### [What the exercise asks]
Do statements (a), (b) and (c) agree with the Moran budget statement below? For each, answer yes or no and quote the words of the statement that decide it. (a) The Appropriations Committee needed more time to produce its bills than the budget colleagues needed to agree on an overall number. (b) The Secretary was sworn in as the 51st Secretary of the Interior. (c) The speaker urges that any error should lean toward conservation.

### [Selected extract]
Moran Statement on Department of Interior 2015 Budget Request
Moran Statement on Department of Interior 2015 Budget Request
Thank you Mr. Chairman. And since this is our first hearing with you as chairman, let me publicly congratulate you on assuming this new role and say that I look forward to working with you on the many issues that this subcommittee faces. You have big shoes to fill following Chairman Simpson but I am confident that you are up to the task.
Chairman Calvert took over just as we were entering the final stretch on the FY 2014 budget and helped shepherd the Interior and Environment bill to completion. It was a significant achievement. While it took our budget colleagues 9 months to come up with an agreed upon overall number, it only took the Appropriations Committee 3 ½ weeks to turn that number into 12 appropriations bills. We all know how important it is that the Interior Department has a regular appropriation, rather than a CR, with which to operate.
Madam Secretary, I want to welcome you here this afternoon. It is good to see you. We appreciate the work you and your staff, especially Pam Haze and the other budget staff, did in putting a budget together to carry out the important responsibilities of the Department of the Interior.
Next month marks the one year anniversary of you being sworn in as the 51st Secretary of the Interior. In your early months as Secretary you likened the job to that of drinking from a water main. Now, after nearly a year, I hope you have gone from that to perhaps just drinking from a fire hose.
As Secretary of the Interior you wear many hats and are the steward of some of the very best this nation has to offer. As you well know Madam Secretary, your responsibilities can conflict with one another. That is the challenge of your job but I would suggest that if you are going to error, you error on the side of conservation with science as your guide. At one time, the people of this Nation thought its natural resources were inexhaustible. Our great Republican President Teddy Roosevelt recognized the folly of this view.

### [Records provided]
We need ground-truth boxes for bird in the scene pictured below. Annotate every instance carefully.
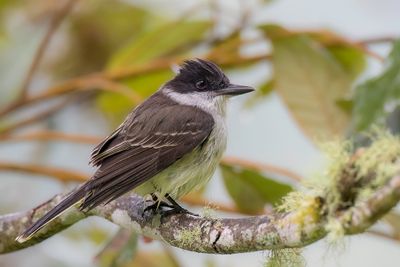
[16,58,254,243]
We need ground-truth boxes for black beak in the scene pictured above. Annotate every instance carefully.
[215,84,254,96]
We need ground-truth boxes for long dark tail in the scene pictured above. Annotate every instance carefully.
[16,186,86,243]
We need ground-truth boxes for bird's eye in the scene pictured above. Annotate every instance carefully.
[196,80,206,90]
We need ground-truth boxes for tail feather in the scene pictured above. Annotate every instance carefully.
[16,186,86,243]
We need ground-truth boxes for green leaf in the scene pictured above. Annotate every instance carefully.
[263,25,364,139]
[383,212,400,236]
[353,40,400,131]
[108,21,212,69]
[96,21,212,122]
[327,44,367,80]
[245,80,275,107]
[129,251,180,267]
[96,70,173,126]
[220,164,292,214]
[51,0,152,78]
[96,229,138,267]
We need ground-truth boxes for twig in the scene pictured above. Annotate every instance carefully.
[180,194,241,215]
[17,0,77,101]
[221,157,302,182]
[0,95,73,135]
[0,55,269,117]
[0,162,260,214]
[0,130,102,144]
[0,176,400,254]
[367,229,400,242]
[357,36,400,45]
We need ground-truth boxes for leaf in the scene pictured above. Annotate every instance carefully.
[96,21,212,122]
[96,228,138,267]
[245,80,274,107]
[125,251,179,267]
[220,164,292,214]
[262,25,365,139]
[108,21,212,69]
[50,0,152,77]
[353,40,400,131]
[96,70,173,124]
[383,212,400,236]
[327,44,367,80]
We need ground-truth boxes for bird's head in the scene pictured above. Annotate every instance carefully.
[166,59,254,97]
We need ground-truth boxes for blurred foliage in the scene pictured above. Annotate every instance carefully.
[261,25,365,139]
[0,0,400,267]
[353,41,400,131]
[97,18,212,123]
[220,164,293,214]
[96,229,138,267]
[50,0,152,77]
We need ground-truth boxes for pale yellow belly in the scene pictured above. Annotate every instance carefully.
[134,120,226,199]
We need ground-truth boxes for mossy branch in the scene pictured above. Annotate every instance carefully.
[0,133,400,254]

### [Answer for this exercise]
(a) No: "While it took our budget colleagues 9 months to come up with an agreed upon overall number, it only took the Appropriations Committee 3 ½ weeks to turn that number into 12 appropriations bills."
(b) Yes: "Next month marks the one year anniversary of you being sworn in as the 51st Secretary of the Interior."
(c) Yes: "if you are going to error, you error on the side of conservation with science as your guide."